A grant has allowed the Lacey Fire Department to restaff Station 35.
Twelve new firefighters are going through an in-house academy, an option never before used by the district.
Usually firefighters go through Bates Fire Recruit Academy in Tacoma or the state-run Fire Training Academy in North Bend.
In training Wednesday, a firefighter was cautious as he approached a metal Dumpster that reeked of propane. All it took was the touch of a metal pole with a lit emergency flare fixed on the end for the propane to ignite.
About four other firefighters walked up, hose in hand, to douse the roaring flames.
They were part of a crew of 10 men and two women hired by Lacey Fire District 3 with the help of a $2.4 million federal grant to staff the district’s empty Willamette Drive station.
Nine of the new hires were already volunteers with the department. Three others were about to be laid off or were already laid off due to budget cuts from another departments.
Crews were removed from Station 35 in April 2012 because of budget constraints, increasing the average response time to the area by two minutes because firefighters and medics responded from the Steilacoom Road station.

◆ DATA PROVIDED:

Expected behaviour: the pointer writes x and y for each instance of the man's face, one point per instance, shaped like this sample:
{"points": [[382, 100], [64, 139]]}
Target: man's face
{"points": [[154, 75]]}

◆ TASKS:
**A.** Answer these questions using the article on the Lacey Fire Department:
(i) How large was the federal grant used to hire the new crew?
(ii) How many of the new hires were already volunteers with the department?
(iii) In what month and year were crews removed from Station 35?
**B.** Translate this sentence from the article on the Lacey Fire Department into Spanish: "Usually firefighters go through Bates Fire Recruit Academy in Tacoma or the state-run Fire Training Academy in North Bend."
**C.** Extend the article on the Lacey Fire Department beyond its last sentence.
None of the material is needed here.

◆ ANSWERS IN ORDER:
**A.**
(i) $2.4 million
(ii) Nine
(iii) April 2012

**B.** Normalmente, los bomberos pasan por la Bates Fire Recruit Academy en Tacoma o por la Fire Training Academy, administrada por el estado, en North Bend.

**C.**
It was the second time the station had closed in three years.
The $2.4 million Staffing for Adequate Fire and Emergency Response grant covers the cost to hire, train and pay the new 12-person crew for two years. Where the funding would come from after that is unknown.
That fact hasn’t fazed the new hires.
“We will worry about the two years when it comes,” said Jake Hunter of Tumwater, who previously volunteered with Lacey for two months. “We will knock on doors, do what we have to do to prolong our careers.”
Chief Steve Brooks is focused on getting his new crew up to speed.
Because of the time constrains with the grant funding, which started in mid-March, Brooks said the state agreed to work with them to put on an in-house academy with live fire training at the Mark Noble Regional Fire Training Center off Fones Road.
The firefighters do their classroom training at the Hawks Prairie station.
The recruits are in the middle of the fifth week of their 10-week academy training, which includes at least 32 hours of live-fire training.
Because the new firefighters are training with Lacey equipment from the start, Lt. Ryan Cox said it will take less time to get them active in the field.
“Usually we have a mini-academy after the state academy to evaluate their skills and fine tune them to what we do,” Cox said. “It’s a lot more efficient this way.”
Cox has been the driving force behind coordinating the academy. The class still has to go to the North Bend academy for live-fire training in flammable liquids.
Hunter paid his own way through academy training to make himself more marketable. He graduated in November.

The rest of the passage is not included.